PROVIDED RECORDS>

------------------------------------------------

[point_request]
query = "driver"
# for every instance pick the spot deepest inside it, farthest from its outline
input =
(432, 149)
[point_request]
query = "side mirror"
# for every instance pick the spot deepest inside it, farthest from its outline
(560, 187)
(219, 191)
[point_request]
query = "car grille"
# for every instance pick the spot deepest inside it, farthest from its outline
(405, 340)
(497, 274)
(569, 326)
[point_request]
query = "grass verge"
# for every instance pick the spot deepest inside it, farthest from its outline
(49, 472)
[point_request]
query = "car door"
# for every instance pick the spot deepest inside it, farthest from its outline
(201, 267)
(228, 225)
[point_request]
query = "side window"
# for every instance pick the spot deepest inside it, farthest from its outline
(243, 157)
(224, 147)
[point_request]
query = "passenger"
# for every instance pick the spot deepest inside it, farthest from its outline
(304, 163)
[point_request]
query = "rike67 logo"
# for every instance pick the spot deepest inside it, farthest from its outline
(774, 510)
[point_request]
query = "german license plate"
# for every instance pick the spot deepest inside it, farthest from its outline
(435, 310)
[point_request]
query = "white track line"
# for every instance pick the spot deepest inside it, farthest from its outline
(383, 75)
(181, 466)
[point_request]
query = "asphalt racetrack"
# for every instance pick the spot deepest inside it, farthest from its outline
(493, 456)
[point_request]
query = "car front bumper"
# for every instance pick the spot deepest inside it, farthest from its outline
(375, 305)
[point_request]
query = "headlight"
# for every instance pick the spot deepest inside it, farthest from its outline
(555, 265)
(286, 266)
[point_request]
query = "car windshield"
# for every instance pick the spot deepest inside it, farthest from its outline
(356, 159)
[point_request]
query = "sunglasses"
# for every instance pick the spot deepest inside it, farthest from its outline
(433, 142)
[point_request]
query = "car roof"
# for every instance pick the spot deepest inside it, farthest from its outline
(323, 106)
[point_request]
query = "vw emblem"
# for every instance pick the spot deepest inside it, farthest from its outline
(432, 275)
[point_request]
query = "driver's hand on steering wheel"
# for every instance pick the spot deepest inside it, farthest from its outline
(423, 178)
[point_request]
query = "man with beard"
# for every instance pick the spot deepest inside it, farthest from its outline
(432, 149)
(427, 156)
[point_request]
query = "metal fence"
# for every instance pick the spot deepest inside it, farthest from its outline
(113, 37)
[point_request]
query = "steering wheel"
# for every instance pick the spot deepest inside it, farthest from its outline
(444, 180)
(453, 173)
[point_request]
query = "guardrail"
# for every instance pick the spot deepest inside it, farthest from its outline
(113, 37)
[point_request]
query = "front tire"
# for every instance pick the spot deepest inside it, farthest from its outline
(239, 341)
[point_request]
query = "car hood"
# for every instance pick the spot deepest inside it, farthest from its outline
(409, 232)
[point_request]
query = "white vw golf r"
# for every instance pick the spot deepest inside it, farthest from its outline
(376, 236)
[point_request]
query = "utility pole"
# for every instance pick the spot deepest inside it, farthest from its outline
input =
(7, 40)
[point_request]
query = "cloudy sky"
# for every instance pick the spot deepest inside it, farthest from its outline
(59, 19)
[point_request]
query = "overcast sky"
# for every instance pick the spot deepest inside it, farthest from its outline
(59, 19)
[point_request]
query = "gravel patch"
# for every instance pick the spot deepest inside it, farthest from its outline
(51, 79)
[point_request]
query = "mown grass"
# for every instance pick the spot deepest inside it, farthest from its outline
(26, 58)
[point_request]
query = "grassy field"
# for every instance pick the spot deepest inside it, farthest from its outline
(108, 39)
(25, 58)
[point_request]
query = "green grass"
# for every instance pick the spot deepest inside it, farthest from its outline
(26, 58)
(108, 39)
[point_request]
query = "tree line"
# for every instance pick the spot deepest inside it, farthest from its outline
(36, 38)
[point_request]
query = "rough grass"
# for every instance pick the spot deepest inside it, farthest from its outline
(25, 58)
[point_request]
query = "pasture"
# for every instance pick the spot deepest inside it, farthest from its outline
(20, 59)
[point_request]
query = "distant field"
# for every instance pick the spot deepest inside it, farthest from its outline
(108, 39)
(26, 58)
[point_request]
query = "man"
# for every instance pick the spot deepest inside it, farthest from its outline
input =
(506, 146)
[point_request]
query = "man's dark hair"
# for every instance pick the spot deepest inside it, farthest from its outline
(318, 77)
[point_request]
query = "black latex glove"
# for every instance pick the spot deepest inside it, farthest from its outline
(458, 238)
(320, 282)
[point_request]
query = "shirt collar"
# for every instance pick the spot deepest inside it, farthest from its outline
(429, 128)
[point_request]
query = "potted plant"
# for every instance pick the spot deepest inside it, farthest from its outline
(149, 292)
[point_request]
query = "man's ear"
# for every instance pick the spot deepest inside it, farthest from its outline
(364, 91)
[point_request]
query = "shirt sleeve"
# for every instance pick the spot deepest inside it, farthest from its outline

------------------------------------------------

TASK STATEMENT> Copy every record once more, exactly as given.

EXERCISE ANSWER>
[point_request]
query = "driver"
# for every instance pick the spot deepest inside it, farthest from its outline
input =
(432, 149)
[point_request]
query = "side mirror"
# for every instance pick the spot deepest inside it, farthest from its outline
(560, 187)
(219, 191)
[point_request]
query = "car grille"
# for every instance pick the spot deepest inside it, farthest from its outline
(405, 340)
(497, 274)
(569, 326)
[point_request]
query = "grass verge"
# for every instance pick the spot deepest inside it, farthest from its outline
(49, 472)
[point_request]
query = "car door"
# for every instance pick the spot deepest inside it, farthest from its outline
(201, 267)
(228, 225)
[point_request]
query = "side window"
# for every instance pick the spot deepest inside it, farthest from its outline
(243, 157)
(224, 147)
[point_request]
query = "passenger"
# for every instance pick the spot deepest inside it, farthest from its outline
(304, 163)
[point_request]
query = "rike67 logo"
# for every instance pick the spot deepest inside it, farthest from its outline
(774, 510)
[point_request]
query = "german license plate"
# for every instance pick the spot deepest inside it, farthest from its outline
(435, 310)
[point_request]
query = "white track line"
# for every instance pick the spot deepest inside it, farthest from its outline
(383, 75)
(181, 466)
[point_request]
query = "asphalt racetrack"
# for every instance pick the spot deepest inside it, farthest from its outline
(493, 456)
[point_request]
query = "car front bumper"
# for every instance pick the spot deepest inside it, farthest from its outline
(375, 305)
[point_request]
query = "headlight"
# for every instance pick the spot deepest inside it, farthest from its outline
(555, 265)
(286, 266)
[point_request]
query = "car windshield"
# for every instance pick the spot deepest inside it, farthest from its outline
(356, 159)
[point_request]
query = "sunglasses"
# for every instance pick the spot deepest inside it, farthest from its outline
(433, 142)
[point_request]
query = "car roof"
# for every instance pick the spot deepest inside it, farthest from its outline
(323, 106)
[point_request]
query = "vw emblem"
# for every instance pick the spot deepest inside it, farthest from its outline
(432, 275)
[point_request]
query = "driver's hand on steering wheel"
# for every instance pick the spot deepest inside it, farthest from its outline
(423, 178)
[point_request]
query = "man with beard"
# for every instance pick the spot deepest inside it, farthest from its outline
(432, 149)
(427, 156)
[point_request]
query = "metal fence"
# for every instance pick the spot deepest inside it, farthest from its outline
(113, 37)
[point_request]
query = "steering wheel"
# for every instance pick the spot deepest inside it, farthest from its outline
(444, 180)
(453, 173)
[point_request]
query = "guardrail"
# for every instance pick the spot deepest inside it, farthest from its outline
(113, 37)
[point_request]
query = "front tire"
# for every instance pick the spot deepest inside it, farthest from its outline
(239, 341)
[point_request]
query = "car hood"
# for every instance pick the spot deepest inside it, farthest from its outline
(409, 232)
[point_request]
query = "white vw golf r"
# for every instance pick the spot deepest inside it, farthest from its outline
(376, 236)
[point_request]
query = "utility pole"
# for every instance pick the spot deepest inside it, farthest from its outline
input =
(7, 40)
[point_request]
query = "cloudy sky"
# for every instance pick the spot deepest inside it, farthest from its outline
(59, 19)
[point_request]
query = "overcast sky"
# for every instance pick the spot deepest inside it, farthest from its outline
(59, 19)
[point_request]
query = "gravel patch"
# for every instance pick the spot deepest inside it, farthest from its outline
(51, 79)
[point_request]
query = "mown grass"
# for every instance pick the spot deepest inside it, farthest from its outline
(26, 58)
[point_request]
query = "grassy field"
# for every instance pick the spot deepest inside it, farthest from its outline
(108, 39)
(25, 58)
[point_request]
query = "green grass"
# for every instance pick the spot deepest inside it, farthest from its outline
(26, 58)
(108, 39)
[point_request]
query = "tree line"
# for every instance pick the spot deepest inside it, farthest from its outline
(36, 38)
[point_request]
query = "rough grass"
# for every instance pick the spot deepest inside it, farthest from its outline
(25, 58)
[point_request]
query = "pasture"
# for every instance pick the spot deepest inside it, farthest from its outline
(20, 59)
[point_request]
query = "distant field"
# for every instance pick the spot deepest inside it, farthest from its outline
(108, 39)
(26, 58)
[point_request]
query = "man"
# for every instance pick the spot deepest inside it, farthest from its outline
input =
(506, 146)
[point_request]
query = "man's dark hair"
# for every instance pick the spot deepest inside it, farthest from its outline
(318, 77)
[point_request]
query = "black latex glove"
# for every instance pick the spot deepest inside it, farthest from its outline
(458, 238)
(320, 282)
[point_request]
query = "shirt collar"
# for every instance pick the spot deepest inside it, farthest from its outline
(429, 128)
[point_request]
query = "potted plant"
# for every instance pick the spot deepest inside it, farthest from its outline
(149, 292)
[point_request]
query = "man's ear"
# for every instance pick the spot deepest inside it, farthest from its outline
(364, 91)
[point_request]
query = "shirt sleeve"
# for every instance pick the spot deepest inside it, farthest from its outline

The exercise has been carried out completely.